When you reach the line containing "like (67, 32)." in the entries below, please begin setting down lines exactly, stop only after the last one, and add nothing else.

+++ Material to process +++

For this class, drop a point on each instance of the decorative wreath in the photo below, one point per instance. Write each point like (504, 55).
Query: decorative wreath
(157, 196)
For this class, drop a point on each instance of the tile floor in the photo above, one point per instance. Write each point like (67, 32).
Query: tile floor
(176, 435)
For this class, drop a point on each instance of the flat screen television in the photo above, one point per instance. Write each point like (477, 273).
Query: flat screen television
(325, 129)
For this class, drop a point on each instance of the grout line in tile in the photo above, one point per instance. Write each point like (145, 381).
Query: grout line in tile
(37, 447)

+++

* Solution to this problem *
For this class, drop a point on each instance of the tile floor in the photo above, one point per instance. Write each point like (67, 32).
Query: tile floor
(176, 435)
For this class, drop a point on each instance of the flat screen television in the photo above, one point per instance. Write each point like (477, 273).
Query: flat screen television
(325, 129)
For this class, drop a point on each instance of the grout line in tile in the photo above, one point per instance. Write each point like (145, 381).
Query: grout line in tile
(37, 447)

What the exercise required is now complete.